Here is why i think so. I made many speakers. Dozens. Typically i make bass box, and separate top with mid and tweeter. Bass stays, and many tops are being swapped and compared. Every time i replace the mids/tweeters, i do equalize for flat response in the listening position. (behringer 31 band ultracurve)
Inspite the same flat fr response, each speaker has slightly different sound. Each has slightly different directionality. Each 'sprays' the room with different width. This you can not eq. Each type of tweeter has directionality index. Selenium horn has completely different directionality vs hiquphon small dome. Different directionality energizes room in different manner with different amount of reflections. Hence slightly different sound.

You can easily measure directionality index. But how you evaluate final sound in room, when it comes to multiple speakers comparison, especially when it comes to soundstage? We can not measure soundstage. Subjective listening test for now is the only way.
 
Hi just a first quick answer I will get back with comments after i have checked all the very kind and valuable advice
I just say now that i have the feeling to be one of the very few obsessed by distortion
Just think to the definition of distortion

the act of twisting or altering something out of its true, natural, or original state

see you later
 
Hello professor G, nice to meet you again, adding a new conundrum to the already gazillion ones... or as the mosquito said when taking a pee while flying over the atlantic ocean... what does it matter? :)

SUPPLIED RECORDS:
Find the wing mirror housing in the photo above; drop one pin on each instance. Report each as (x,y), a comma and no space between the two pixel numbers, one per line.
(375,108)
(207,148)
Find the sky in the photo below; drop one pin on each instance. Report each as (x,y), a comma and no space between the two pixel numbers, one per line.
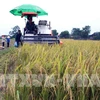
(63,14)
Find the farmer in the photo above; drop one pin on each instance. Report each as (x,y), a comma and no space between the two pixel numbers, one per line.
(18,38)
(8,41)
(30,25)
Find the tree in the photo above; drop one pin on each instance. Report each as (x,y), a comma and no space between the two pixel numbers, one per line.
(14,31)
(64,34)
(85,32)
(54,32)
(76,32)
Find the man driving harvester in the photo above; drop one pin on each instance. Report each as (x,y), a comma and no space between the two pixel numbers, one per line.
(30,26)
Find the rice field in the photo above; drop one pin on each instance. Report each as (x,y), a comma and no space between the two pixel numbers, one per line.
(58,72)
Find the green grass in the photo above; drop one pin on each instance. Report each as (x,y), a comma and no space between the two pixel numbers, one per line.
(73,57)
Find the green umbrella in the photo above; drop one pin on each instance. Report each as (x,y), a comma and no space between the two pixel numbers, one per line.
(17,11)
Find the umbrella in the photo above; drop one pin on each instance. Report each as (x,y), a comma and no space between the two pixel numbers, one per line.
(17,11)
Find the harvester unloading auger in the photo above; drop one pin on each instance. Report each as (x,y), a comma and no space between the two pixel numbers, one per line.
(41,33)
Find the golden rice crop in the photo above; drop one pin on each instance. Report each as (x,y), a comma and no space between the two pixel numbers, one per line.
(59,71)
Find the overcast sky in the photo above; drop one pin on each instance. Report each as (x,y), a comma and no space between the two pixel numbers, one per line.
(63,14)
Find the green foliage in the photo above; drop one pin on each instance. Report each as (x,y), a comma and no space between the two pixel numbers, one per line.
(73,57)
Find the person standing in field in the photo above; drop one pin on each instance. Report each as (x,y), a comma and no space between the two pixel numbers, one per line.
(18,38)
(3,41)
(8,41)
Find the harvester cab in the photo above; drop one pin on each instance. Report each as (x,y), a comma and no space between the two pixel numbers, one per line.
(41,33)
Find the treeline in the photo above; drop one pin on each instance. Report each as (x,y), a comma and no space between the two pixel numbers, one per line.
(77,33)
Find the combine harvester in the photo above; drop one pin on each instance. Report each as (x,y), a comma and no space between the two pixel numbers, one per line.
(43,33)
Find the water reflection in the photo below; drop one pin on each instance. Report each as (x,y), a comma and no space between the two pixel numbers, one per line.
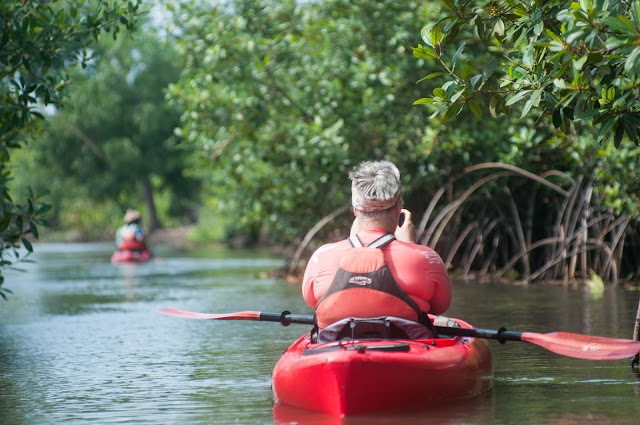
(476,410)
(80,343)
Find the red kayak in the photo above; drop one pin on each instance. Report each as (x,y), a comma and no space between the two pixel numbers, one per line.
(351,377)
(129,256)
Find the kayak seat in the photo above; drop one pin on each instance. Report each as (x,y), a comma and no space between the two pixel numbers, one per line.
(374,328)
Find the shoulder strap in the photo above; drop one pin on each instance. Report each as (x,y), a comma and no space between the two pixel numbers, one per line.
(378,243)
(355,241)
(382,241)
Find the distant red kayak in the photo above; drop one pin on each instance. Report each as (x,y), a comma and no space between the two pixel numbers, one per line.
(128,256)
(353,377)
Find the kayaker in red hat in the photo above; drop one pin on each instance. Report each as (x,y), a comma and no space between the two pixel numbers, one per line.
(131,235)
(397,278)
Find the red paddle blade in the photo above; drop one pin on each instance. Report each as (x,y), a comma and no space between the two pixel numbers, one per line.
(584,346)
(241,315)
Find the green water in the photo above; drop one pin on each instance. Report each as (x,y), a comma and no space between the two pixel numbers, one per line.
(80,343)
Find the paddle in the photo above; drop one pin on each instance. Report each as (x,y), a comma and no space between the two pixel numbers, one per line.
(563,343)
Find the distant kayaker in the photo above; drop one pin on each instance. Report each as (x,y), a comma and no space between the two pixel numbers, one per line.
(130,237)
(400,278)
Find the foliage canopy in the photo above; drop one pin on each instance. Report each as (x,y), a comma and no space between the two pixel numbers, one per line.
(571,62)
(39,42)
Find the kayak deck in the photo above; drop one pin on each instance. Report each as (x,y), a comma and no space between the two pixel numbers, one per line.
(360,376)
(129,256)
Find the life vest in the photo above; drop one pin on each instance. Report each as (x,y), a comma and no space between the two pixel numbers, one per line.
(132,245)
(364,287)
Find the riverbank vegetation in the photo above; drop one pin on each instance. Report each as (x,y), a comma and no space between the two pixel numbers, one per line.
(515,126)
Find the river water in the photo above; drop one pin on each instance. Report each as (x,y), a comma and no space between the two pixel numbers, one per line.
(80,344)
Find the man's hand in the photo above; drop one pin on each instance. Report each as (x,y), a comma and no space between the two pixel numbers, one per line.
(354,227)
(406,232)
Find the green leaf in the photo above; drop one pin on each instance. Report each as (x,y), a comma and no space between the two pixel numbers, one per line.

WHAT YOU WILL DO:
[a] In the speaker discussion, which equalizer is used to get a flat response at the listening position?
[b] Reproduce the speaker discussion word for word, from "see you later" up to and including "it matter? :)".

SOLUTIONS FOR EACH TASK:
[a] A Behringer 31-band Ultracurve.

[b]
see you later
 
Hello professor G, nice to meet you again, adding a new conundrum to the already gazillion ones... or as the mosquito said when taking a pee while flying over the atlantic ocean... what does it matter? :)